Given entries:
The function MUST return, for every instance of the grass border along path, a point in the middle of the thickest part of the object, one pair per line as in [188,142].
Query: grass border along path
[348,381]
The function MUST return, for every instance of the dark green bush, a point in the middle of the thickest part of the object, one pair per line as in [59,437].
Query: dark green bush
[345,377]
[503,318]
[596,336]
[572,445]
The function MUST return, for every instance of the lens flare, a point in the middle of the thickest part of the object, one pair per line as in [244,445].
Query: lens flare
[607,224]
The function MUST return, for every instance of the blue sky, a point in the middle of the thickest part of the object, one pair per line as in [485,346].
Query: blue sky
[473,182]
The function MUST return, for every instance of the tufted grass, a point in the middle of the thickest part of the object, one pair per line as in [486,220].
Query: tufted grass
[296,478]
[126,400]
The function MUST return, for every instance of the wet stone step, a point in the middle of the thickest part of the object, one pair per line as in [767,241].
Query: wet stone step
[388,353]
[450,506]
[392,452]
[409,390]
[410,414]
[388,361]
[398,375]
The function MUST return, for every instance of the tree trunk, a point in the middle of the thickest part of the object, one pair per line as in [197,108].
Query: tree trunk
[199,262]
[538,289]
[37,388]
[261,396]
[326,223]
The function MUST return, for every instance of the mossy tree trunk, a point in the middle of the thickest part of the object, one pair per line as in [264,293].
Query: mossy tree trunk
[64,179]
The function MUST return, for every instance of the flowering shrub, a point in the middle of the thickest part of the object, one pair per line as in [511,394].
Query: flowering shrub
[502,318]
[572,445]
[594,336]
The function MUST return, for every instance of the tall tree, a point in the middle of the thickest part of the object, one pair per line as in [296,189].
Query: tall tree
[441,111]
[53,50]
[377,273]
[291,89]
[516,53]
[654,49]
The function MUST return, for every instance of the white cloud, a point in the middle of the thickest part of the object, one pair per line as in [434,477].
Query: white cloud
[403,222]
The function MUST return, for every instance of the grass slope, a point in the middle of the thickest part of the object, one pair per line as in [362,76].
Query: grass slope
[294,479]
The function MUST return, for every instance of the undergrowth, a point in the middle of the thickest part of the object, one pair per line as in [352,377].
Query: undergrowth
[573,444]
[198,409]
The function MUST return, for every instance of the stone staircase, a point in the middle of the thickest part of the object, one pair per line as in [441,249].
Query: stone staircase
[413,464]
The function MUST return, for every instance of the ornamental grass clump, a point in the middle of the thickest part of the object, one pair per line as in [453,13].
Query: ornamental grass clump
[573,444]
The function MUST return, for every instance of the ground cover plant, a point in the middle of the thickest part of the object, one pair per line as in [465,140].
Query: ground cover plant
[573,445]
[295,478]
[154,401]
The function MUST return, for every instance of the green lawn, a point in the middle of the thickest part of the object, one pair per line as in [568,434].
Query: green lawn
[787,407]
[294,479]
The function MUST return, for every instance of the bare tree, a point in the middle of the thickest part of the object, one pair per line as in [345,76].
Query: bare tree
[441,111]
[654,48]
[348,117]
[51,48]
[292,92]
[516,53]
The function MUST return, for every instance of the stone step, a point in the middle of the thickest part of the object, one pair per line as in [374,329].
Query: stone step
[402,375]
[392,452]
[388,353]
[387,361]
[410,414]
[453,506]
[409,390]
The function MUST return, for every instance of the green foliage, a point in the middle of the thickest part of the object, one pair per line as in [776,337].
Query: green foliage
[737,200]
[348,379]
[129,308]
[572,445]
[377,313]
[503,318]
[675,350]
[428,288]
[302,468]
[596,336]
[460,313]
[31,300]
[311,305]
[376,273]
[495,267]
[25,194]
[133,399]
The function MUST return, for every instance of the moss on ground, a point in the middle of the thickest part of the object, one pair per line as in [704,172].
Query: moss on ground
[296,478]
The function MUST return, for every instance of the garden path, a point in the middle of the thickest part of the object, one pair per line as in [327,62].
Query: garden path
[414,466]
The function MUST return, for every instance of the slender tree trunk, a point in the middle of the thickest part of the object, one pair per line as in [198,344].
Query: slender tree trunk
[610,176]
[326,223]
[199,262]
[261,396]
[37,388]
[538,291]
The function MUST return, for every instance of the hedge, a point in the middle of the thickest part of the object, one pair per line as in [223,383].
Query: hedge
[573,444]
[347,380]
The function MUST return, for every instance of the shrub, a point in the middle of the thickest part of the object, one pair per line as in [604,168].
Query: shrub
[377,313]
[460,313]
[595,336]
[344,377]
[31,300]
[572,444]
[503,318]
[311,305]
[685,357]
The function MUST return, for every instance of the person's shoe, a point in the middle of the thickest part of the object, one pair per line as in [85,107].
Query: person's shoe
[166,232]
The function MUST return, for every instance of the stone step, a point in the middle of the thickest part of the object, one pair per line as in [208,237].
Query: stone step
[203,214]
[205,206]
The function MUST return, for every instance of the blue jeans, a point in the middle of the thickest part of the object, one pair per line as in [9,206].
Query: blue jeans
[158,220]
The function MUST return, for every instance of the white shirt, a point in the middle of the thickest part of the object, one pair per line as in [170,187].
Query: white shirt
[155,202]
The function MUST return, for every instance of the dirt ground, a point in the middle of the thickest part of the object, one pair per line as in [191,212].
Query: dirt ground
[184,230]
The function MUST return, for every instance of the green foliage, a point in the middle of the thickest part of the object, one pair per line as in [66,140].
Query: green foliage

Task directions:
Write the material above out again, exactly as it reads.

Response box:
The function MUST return, for every instance of the grass border along path, a point in the middle of the thickest part of the object, one pair per line as in [188,142].
Query: grass border along path
[348,381]
The function MUST return, for every instance of the dark green bush, a point in the middle of the thickest part of the object, one pair per line as in [59,437].
Query: dark green bush
[345,377]
[503,318]
[596,336]
[572,445]
The function MUST return, for every instance of the lens flare, a point in the middle of the thickest part of the object, one pair per line as in [244,445].
Query: lens flare
[607,224]
The function MUST return, for every instance of the blue sky, a point in the middle of the thickest part of the object, one pair per line as in [485,346].
Query: blue sky
[473,182]
The function MUST return, for every instance of the tufted grass, a point in the middle of the thickest part of the object, one pair per line as in [486,220].
Query: tufted grass
[296,478]
[126,400]
The function MUST return, for every instance of the wet stone step, a point in the middle of the thickest part of the object, one pair per line as in [767,241].
Query: wet stone step
[388,353]
[450,506]
[392,452]
[409,390]
[410,414]
[388,361]
[398,375]
The function MUST return, for every instance of the tree trunk, a point in the middle of the thickest part of the object, one pair per line as in [197,108].
Query: tree trunk
[199,262]
[538,289]
[37,388]
[261,396]
[326,223]
The function MUST return, for every instance of the mossy tree trunk, a point in the middle of the thickest part of the object, one pair per line as in [264,293].
Query: mossy tree trunk
[64,179]
The function MUST return, for every instance of the flowering shrub, a point in the middle of the thickest part of the object, one pair per line as in [511,394].
Query: flowering shrub
[502,318]
[572,445]
[594,336]
The function MUST return, for every instance of the tall tree, a point in the middle of the thickest part of the object, one pair per line as in [296,189].
Query: tall tree
[441,111]
[53,50]
[377,273]
[291,89]
[516,53]
[654,49]
The function MUST return, for every instance of the white cloud, a point in the middle of the thickest part of the object, one pair per line as in [434,477].
Query: white cloud
[403,222]
The function MUST return, for every instance of the grass slope, a point in the middle of the thickest part of the object, one pair per line as in [362,76].
Query: grass slope
[294,479]
The function MUST return, for every instance of the undergrowth, a point in the middle of the thickest part of the object, one pair per line as in [352,377].
Query: undergrowth
[573,444]
[198,409]
The function MUST return, for every instance of the stone staircase, a point in the middle of the thickest part of the object, one pair per line as in [441,249].
Query: stone staircase
[413,464]
The function MUST return, for every instance of the ornamental grass clump, a point in the middle of the thickest part of the object, one pair per line as in [453,13].
Query: ornamental grass clump
[573,444]
The function MUST return, for every instance of the ground cover plant, a point in the middle of the thickest part of the object, one pair per line as in [465,140].
Query: ground cover plant
[573,445]
[295,478]
[154,401]
The function MUST return, for every instance of the green lawn, a point in the middle of the thickest part of the object, one pair per line as in [568,434].
Query: green lawn
[787,407]
[294,479]
The function MUST return, for every instance of the bare tree, a point in the middle of the thickest part of the object, one pair per line as in [345,76].
Query: bare tree
[441,111]
[654,48]
[348,117]
[51,48]
[292,92]
[516,53]
The function MUST return, for every instance of the stone step, a point in the middle of the thickest part of the object, one pair per line as in [374,329].
Query: stone step
[402,375]
[392,452]
[388,353]
[387,361]
[410,414]
[453,506]
[409,390]
The function MUST return, for every instance of the green foliage, a point in the middle of the thickest part of the object, one pair per line as in [776,337].
Query: green foliage
[737,200]
[348,379]
[129,308]
[572,445]
[377,313]
[503,318]
[675,350]
[428,288]
[302,468]
[596,336]
[460,313]
[31,300]
[311,305]
[376,273]
[495,267]
[25,194]
[133,399]
The function MUST return, for every instance of the moss on ground, a point in the middle of the thickest part of the object, one pair per line as in [704,172].
Query: moss on ground
[296,478]
The function MUST return, for every instance of the garden path, a point in the middle of the thickest part of the object, one pair per line as in [327,62].
Query: garden path
[414,466]
The function MUST return, for every instance of the slender tree trunk, a point in the middle of the thickest part of the object, one pair per line as in [198,344].
Query: slender tree trunk
[610,176]
[326,223]
[199,262]
[261,396]
[37,388]
[538,291]
The function MUST return, for every instance of the hedge, a point in the middle of the thickest part of the object, one pair per line as in [223,383].
Query: hedge
[573,444]
[347,380]
The function MUST return, for every instance of the shrub, a point in the middle of the thickest part of the object, one pair per line as in [604,168].
Query: shrub
[377,313]
[460,313]
[595,336]
[344,377]
[31,300]
[572,444]
[503,318]
[311,305]
[685,357]
The function MUST return, for every instance of the person's shoe, a point in the middle of the thickest part of the object, one pair per line as in [85,107].
Query: person's shoe
[166,232]
The function MUST return, for every instance of the stone step, a point in the middle of the thickest part of the object, one pair per line as in [208,237].
Query: stone step
[203,214]
[205,206]
The function MUST return, for every instance of the blue jeans, a point in the middle of the thickest part of the object, one pair per line as in [9,206].
Query: blue jeans
[158,220]
The function MUST return, for every instance of the white shirt, a point in the middle of the thickest part of the object, one pair per line as in [170,187].
Query: white shirt
[155,202]
The function MUST return, for every instance of the dirt ground, a point in the middle of the thickest part of the object, one pair per line as in [191,212].
Query: dirt ground
[184,230]
The function MUST return, for every instance of the green foliage, a point in the middle of the thickest part of the object, one pair per line as in [66,140].
Query: green foliage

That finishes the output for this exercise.